Work to complete =
- A) Return the part of the passage on Exchange notification classes from "All but the" to "in November 2009.".
- B) In the passage on Exchange notification classes, which two attributes do the nodes that come with an event contain?
- C) Write what comes next in the passage on Exchange notification classes, picking up after its final sentence.

Reading passage =
— BEGIN —
The remaining new classes and enumerations have been added to parse notifications from Exchange Server:

• Notification.java – This class is the parent class for each notification. It can be instantiated from an Exchange Web Service SOAP Notification message and it will deserialize the message into its internal objects. The notification, itself, has properties for the SubscriptionId, PreviousWatermark, and a collection of SubscriptionEvents. It also has a flag that indicates whether it is just a status event.
• SubscriptionEvent.java – A Notification may include one or more SubscriptionEvent objects. These events will be one of the EventTypes (see the next bullet point) for which the subscription has been registered (CreatedEvent, ModifiedEvent, DeletedEvent, or StatusEvent). After the event has been parsed, it contains properties for EventType, SubscriptionID, Watermark (each event will have a different watermark), TimeStamp, AffectedItem (the item that actually changed), and ParentFolder (the folder that contains the item that changed). If the AffectedItem is a calendar item, the calendar item will be retrieved (if possible) and stored in the Appointment property.
• EventType.java – This is an enumeration of the supported event types.
• IDHolder.java – When we receive an event, it comes with two elements; the first is either a FolderId or an ItemId, and the second is a ParentFolderId. These nodes contain two attributes; an ID and a ChangeKey. The IDHolder has three properties, two of which map to the ID and the ChangeKey. The third is an IDType, described in the next bullet.
• IDType.java – This enumeration contains items for each possible type of ID that can be contained in the IDHolder.

The OpenEdge pieces

If you are using the OpenEdge version of the code (EWSAPI_OpenEdge.zip), the EWSAPI project contains the following additional packages:

• com.tsg.common.collections
• com.tsg.common.interfaces
• com.tsg.dynamicopenclient
• com.tsg.dynamicopenclient.data
• com.tsg.dynamicopenclient.valueholders
• com.tsg.exceptions
• com.tsg.ews.openedge

All but the last package are modified copies of the code that accompanies the OpenEdge Dynamic OpenClient Java Example article that I wrote back in November 2009.
— END —
Material provided =
— BEGIN —
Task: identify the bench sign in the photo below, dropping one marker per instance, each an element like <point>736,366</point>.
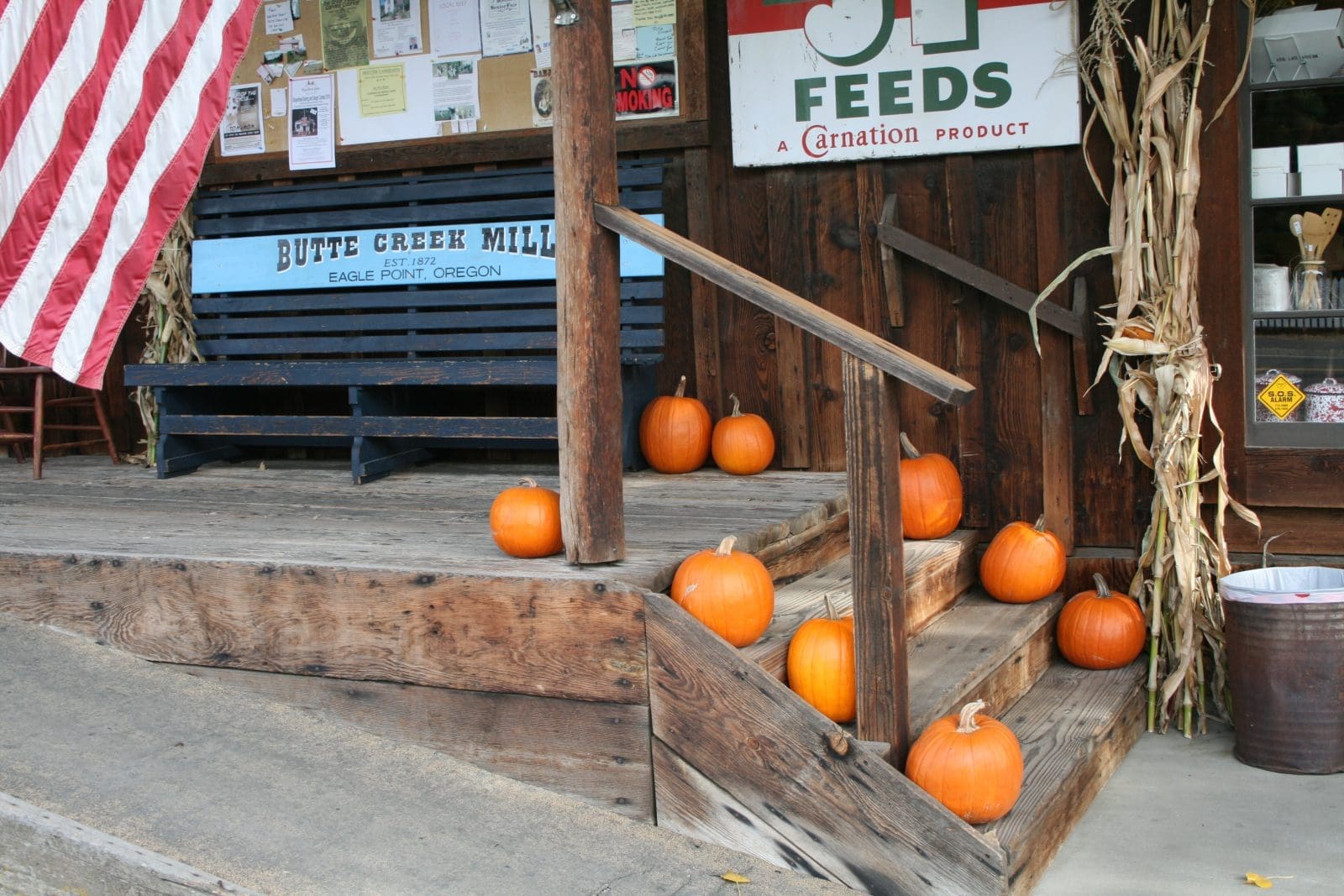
— END —
Outputs in order =
- A)
All but the last package are modified copies of the code that accompanies the OpenEdge Dynamic OpenClient Java Example article that I wrote back in November 2009.

- B) An ID and a ChangeKey.

- C)
The last package contains one class, OpenEdgeCallFactory, that is responsible for making the OpenClient call to the AppServer.

The EWSAPI project for OpenEdge also contains an additional folder, oepieces, that contains the ABL procedure (ewscall.p) that it expects to call and a DF file (test.df) that contains the database definitions for the database table that ewscall.p expects to write to.

I’m not planning to cover the OpenEdge part of this in any detail later in the article. All ewscall.p does is accept a set of parameters and write their values directly to a table in an OpenEdge database. The ewscall.p procedure needs to be deployed to an OpenEdge AppServer. The AppServer needs to be running in STATE-FREE mode against a database that contains the ews_update table that is defined in the test.df file.

Additional Setup

Once you have set up the code and have it running, you need to update the WebService definition for the CalendarService in soapUI. The screenshot at left should help you do this. Right-click on the EWSImpersonationCalendarPortBinding tree node, and select Update Definition from the context menu.

Two additional nodes will be added – Subscribe and Unsubscribe. As you will note from the screenshot, I have created two copies of the RegisterServer request and 8 copies of the Subscribe request.

I have two Exchange servers – One running Exchange 2010 and one running Exchange 2007 SP3. Each Exchange Server has 4 mailboxes that I am using for testing, hence 2 RegisterServer requests and 8 Subscribe requests.

One other thing I would recommend is if you have an MSDN subscription and you can install Outlook 2010, do so. It will make your life a whole lot easier for testing. In Outlook 2010, you can add more than one Exchange mailbox to your list of mailboxes which means that you can work on any of the test mailboxes from just one Windows login. This makes testing much, much easier.

Establishing a Subscription

As I have described, there are two parts to the Subscription API – the Subscription and the Notification. This code walk-through is therefore going to be divided into two main sections covering each of those parts of the API. This section covers setting up the subscription, and the subscription starts at the CalendarService WebService which is in the EWSImpersonationCalendar class in com.tsg.ews.

EWSImpersonationCalendar

This code was included in part 3 of this series, but we have added two additional operations in Lines 76 through 98; Subscribe and Unsubscribe:

@WebMethod(operationName = "Subscribe")
@WebResult(name = "Response")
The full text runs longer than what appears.